● **Problem description**
Leaving out the pictures, transcribe all of the records faithfully.
═════ Entries shown
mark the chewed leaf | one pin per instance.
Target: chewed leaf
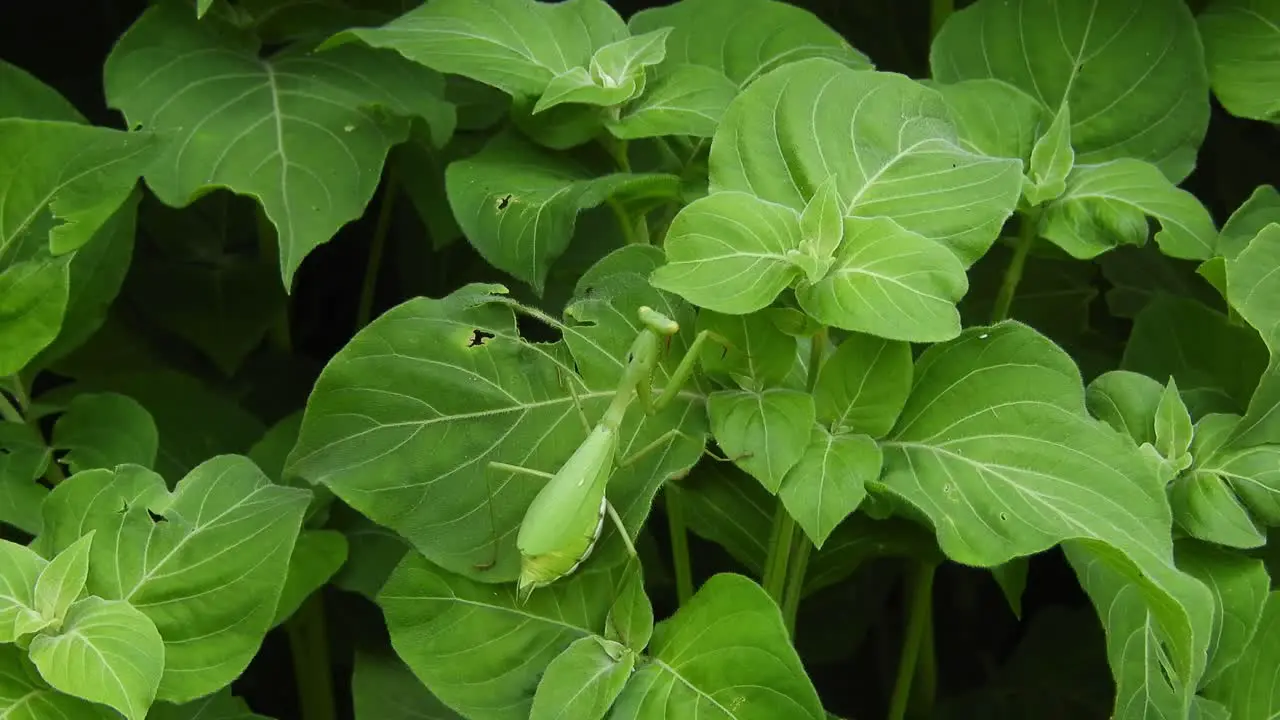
(888, 140)
(1132, 72)
(295, 131)
(513, 45)
(888, 282)
(728, 253)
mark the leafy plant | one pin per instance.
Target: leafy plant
(987, 431)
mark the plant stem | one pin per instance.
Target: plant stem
(1014, 273)
(795, 583)
(309, 643)
(679, 546)
(938, 14)
(922, 600)
(364, 311)
(269, 251)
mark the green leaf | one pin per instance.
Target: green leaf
(293, 131)
(786, 133)
(1256, 213)
(419, 377)
(995, 447)
(888, 282)
(104, 431)
(686, 100)
(63, 579)
(1247, 688)
(206, 564)
(26, 696)
(1010, 132)
(830, 481)
(730, 253)
(1239, 586)
(106, 651)
(744, 39)
(1052, 159)
(583, 680)
(730, 614)
(384, 688)
(759, 354)
(474, 646)
(1107, 205)
(1150, 680)
(1240, 39)
(1133, 74)
(764, 433)
(513, 45)
(73, 173)
(1128, 402)
(517, 204)
(1216, 364)
(23, 458)
(19, 572)
(1173, 425)
(318, 555)
(863, 386)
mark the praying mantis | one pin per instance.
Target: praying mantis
(566, 519)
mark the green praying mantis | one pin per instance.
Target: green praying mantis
(566, 519)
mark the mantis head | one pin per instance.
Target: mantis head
(657, 322)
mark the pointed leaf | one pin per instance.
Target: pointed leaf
(205, 564)
(108, 652)
(104, 431)
(764, 433)
(888, 282)
(730, 614)
(474, 646)
(1133, 74)
(517, 204)
(1240, 40)
(293, 131)
(906, 163)
(830, 481)
(583, 680)
(864, 384)
(513, 45)
(63, 579)
(728, 253)
(1051, 159)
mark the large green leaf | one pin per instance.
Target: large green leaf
(105, 651)
(205, 564)
(295, 131)
(406, 418)
(1106, 205)
(513, 45)
(1132, 72)
(995, 447)
(474, 646)
(887, 140)
(725, 654)
(517, 203)
(743, 39)
(1242, 48)
(104, 431)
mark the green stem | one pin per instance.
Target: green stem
(796, 572)
(938, 14)
(679, 545)
(364, 311)
(922, 600)
(1014, 273)
(309, 643)
(269, 251)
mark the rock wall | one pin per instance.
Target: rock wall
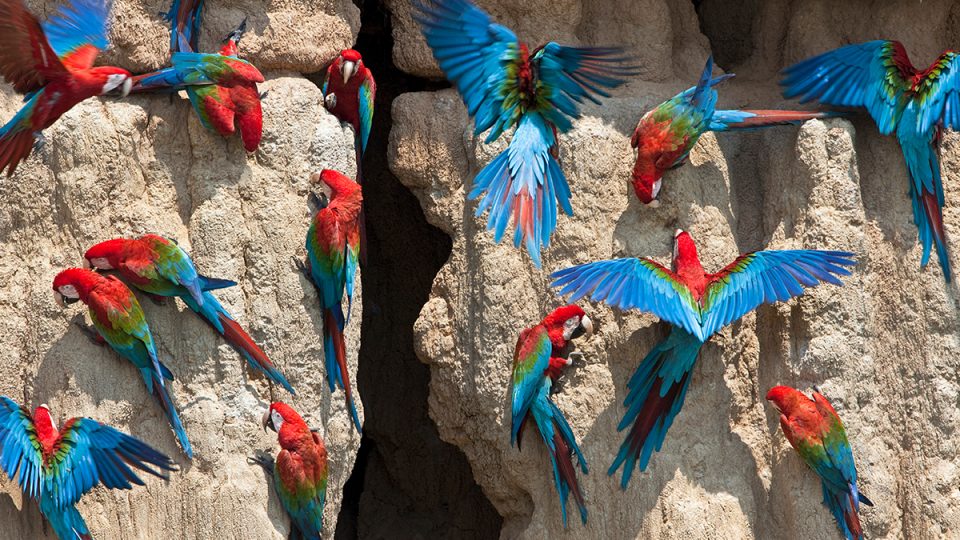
(884, 348)
(115, 168)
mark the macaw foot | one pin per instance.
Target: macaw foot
(91, 334)
(157, 299)
(263, 459)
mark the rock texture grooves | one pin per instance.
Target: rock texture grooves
(884, 348)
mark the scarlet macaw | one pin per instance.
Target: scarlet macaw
(53, 65)
(917, 104)
(120, 322)
(504, 85)
(814, 429)
(333, 255)
(666, 134)
(697, 305)
(160, 267)
(538, 361)
(58, 467)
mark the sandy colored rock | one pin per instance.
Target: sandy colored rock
(298, 35)
(124, 168)
(883, 348)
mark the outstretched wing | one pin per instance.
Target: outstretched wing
(20, 450)
(863, 75)
(530, 361)
(79, 31)
(479, 56)
(938, 94)
(26, 59)
(88, 453)
(569, 75)
(634, 284)
(764, 277)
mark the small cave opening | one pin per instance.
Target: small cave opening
(406, 481)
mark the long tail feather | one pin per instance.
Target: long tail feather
(755, 119)
(335, 352)
(166, 402)
(657, 390)
(256, 358)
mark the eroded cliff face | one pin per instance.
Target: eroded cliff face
(115, 168)
(884, 348)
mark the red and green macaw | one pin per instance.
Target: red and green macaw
(300, 470)
(348, 93)
(917, 104)
(666, 134)
(697, 305)
(222, 89)
(120, 322)
(816, 432)
(57, 468)
(540, 356)
(333, 255)
(505, 85)
(184, 18)
(160, 267)
(53, 65)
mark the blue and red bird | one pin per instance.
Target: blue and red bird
(57, 467)
(815, 431)
(697, 305)
(666, 134)
(916, 104)
(333, 256)
(506, 85)
(539, 359)
(52, 64)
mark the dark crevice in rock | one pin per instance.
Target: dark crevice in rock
(406, 482)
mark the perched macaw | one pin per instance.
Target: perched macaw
(538, 361)
(666, 134)
(300, 470)
(58, 467)
(120, 322)
(504, 85)
(222, 89)
(697, 305)
(348, 93)
(916, 104)
(53, 65)
(815, 431)
(160, 267)
(333, 254)
(184, 18)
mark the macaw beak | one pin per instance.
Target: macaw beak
(585, 328)
(347, 68)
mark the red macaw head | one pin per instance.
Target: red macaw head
(787, 400)
(74, 284)
(567, 323)
(333, 183)
(113, 78)
(684, 251)
(349, 63)
(105, 255)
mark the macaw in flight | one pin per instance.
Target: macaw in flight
(916, 104)
(52, 64)
(505, 85)
(697, 305)
(57, 467)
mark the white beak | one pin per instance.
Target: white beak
(347, 68)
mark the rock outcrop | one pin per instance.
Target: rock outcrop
(883, 348)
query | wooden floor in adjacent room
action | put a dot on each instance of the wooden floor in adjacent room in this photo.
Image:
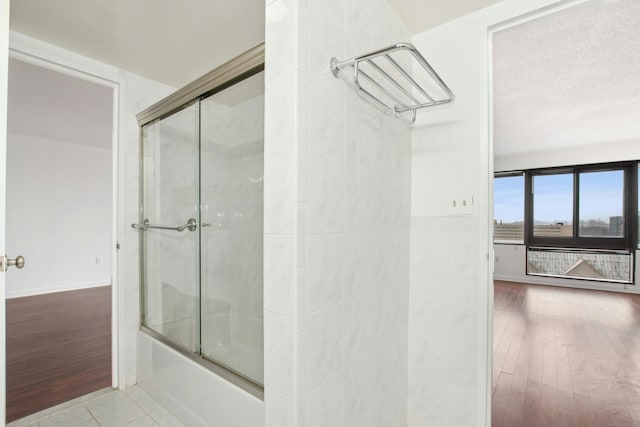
(565, 357)
(58, 348)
══════════
● **Exercise output**
mark the chewed leaf | one pin per instance.
Target: chewed leaf
(888, 140)
(1132, 72)
(295, 131)
(513, 45)
(888, 282)
(728, 253)
mark the leafy plant | one pin per instance.
Target: leafy plant
(987, 431)
mark the plant stem | one pin per instance.
Target: plant stem
(1014, 273)
(795, 583)
(309, 643)
(679, 546)
(938, 14)
(922, 600)
(364, 311)
(269, 251)
mark the green leaf | one pin per instance.
Target: green leaf
(293, 131)
(786, 133)
(1256, 213)
(419, 377)
(995, 447)
(888, 282)
(104, 431)
(686, 100)
(63, 579)
(1247, 688)
(206, 564)
(26, 696)
(1010, 132)
(830, 481)
(730, 253)
(1239, 586)
(106, 651)
(744, 39)
(1052, 159)
(583, 680)
(730, 614)
(384, 688)
(759, 354)
(474, 646)
(1107, 205)
(1150, 680)
(1240, 39)
(1133, 74)
(764, 433)
(513, 45)
(73, 173)
(1128, 402)
(517, 204)
(1216, 364)
(23, 458)
(19, 572)
(1173, 425)
(318, 555)
(863, 386)
mark the praying mantis | one pin per instance.
Target: praying mantis
(566, 519)
mark the green praying mantis | one pin per instance.
Target: green praying mantis
(566, 519)
mark the mantis head | one pin per instance.
Target: mantis head
(657, 322)
mark the pointed leaf | one pin per instance.
Target: pointed leaf
(205, 564)
(108, 652)
(104, 431)
(764, 433)
(888, 282)
(730, 614)
(474, 646)
(1133, 74)
(517, 204)
(1240, 40)
(293, 131)
(906, 163)
(830, 481)
(583, 680)
(864, 384)
(513, 45)
(63, 579)
(728, 253)
(1051, 159)
mark the large green leaf | one pin per instance.
Target: large green leaf
(105, 651)
(205, 564)
(295, 131)
(406, 418)
(1106, 205)
(513, 45)
(1132, 72)
(995, 447)
(474, 646)
(887, 140)
(725, 654)
(517, 203)
(743, 39)
(1242, 48)
(104, 431)
mark the green stem | one pin per instance.
Target: green stem
(796, 572)
(938, 14)
(679, 545)
(364, 311)
(922, 600)
(1014, 273)
(309, 643)
(269, 251)
mark the rock wall | one pin per instance.
Target: rock wall
(884, 348)
(115, 168)
mark the macaw foot | one pin per instance.
Target: macaw foot
(91, 334)
(157, 299)
(263, 459)
mark the rock texture grooves | one pin per instance.
Target: rock texture grooves
(884, 348)
mark the scarlet macaw | one pin per instance.
Target: scarlet macaw
(53, 65)
(917, 104)
(120, 322)
(504, 85)
(814, 429)
(333, 255)
(666, 134)
(697, 305)
(160, 267)
(538, 361)
(58, 467)
mark the sandy colored rock | one pin per instance.
Target: sandy colored rock
(298, 35)
(124, 168)
(883, 348)
mark the outstretched wing | one pin per instance.
Target: outstretched wing
(20, 450)
(863, 75)
(530, 361)
(79, 31)
(479, 56)
(938, 94)
(26, 59)
(88, 453)
(569, 75)
(634, 284)
(764, 277)
mark the small cave opening | one pin per instance.
Target: small cave opening
(406, 481)
mark the long tail feather | one pin per instance.
Target: long tail feather
(755, 119)
(335, 352)
(166, 402)
(657, 390)
(256, 358)
mark the eroded cliff face | one pin per instance.
Target: eroded cliff face
(115, 168)
(884, 348)
mark the red and green macaw | one pin per instance.
Target: red and green macaw
(300, 470)
(348, 93)
(917, 104)
(666, 134)
(697, 305)
(222, 89)
(120, 322)
(816, 432)
(57, 468)
(540, 356)
(333, 255)
(505, 85)
(184, 18)
(160, 267)
(53, 65)
mark the blue and red bird | one pin per instance.
Target: blue and red bird
(57, 467)
(815, 431)
(697, 305)
(666, 134)
(916, 104)
(333, 256)
(506, 85)
(539, 359)
(52, 64)
mark the dark crevice in rock | one pin per instance.
Target: dark crevice in rock
(406, 482)
mark the perched macaw | one pin per instance.
Target: perched macaw
(538, 361)
(666, 134)
(300, 470)
(58, 467)
(120, 322)
(504, 85)
(222, 89)
(697, 305)
(348, 93)
(916, 104)
(53, 65)
(815, 431)
(160, 267)
(333, 254)
(184, 18)
mark the macaw beak | one pin per instance.
Target: macaw beak
(585, 328)
(347, 68)
mark the red macaw head | one pin per instance.
Target: red macaw head
(787, 400)
(74, 284)
(567, 323)
(333, 183)
(113, 78)
(684, 251)
(349, 63)
(105, 255)
mark the macaw in flight | one pin per instance.
Target: macaw in flight
(916, 104)
(52, 64)
(505, 85)
(697, 305)
(57, 467)
mark the white beak | one pin per instance.
Target: white beak
(347, 68)
mark the rock outcrop | one pin per instance.
Target: rock outcrop
(883, 348)
query | wooden floor in adjacent room
action | put a dot on each instance of the wooden floor in adjacent room in this photo.
Image:
(565, 357)
(58, 348)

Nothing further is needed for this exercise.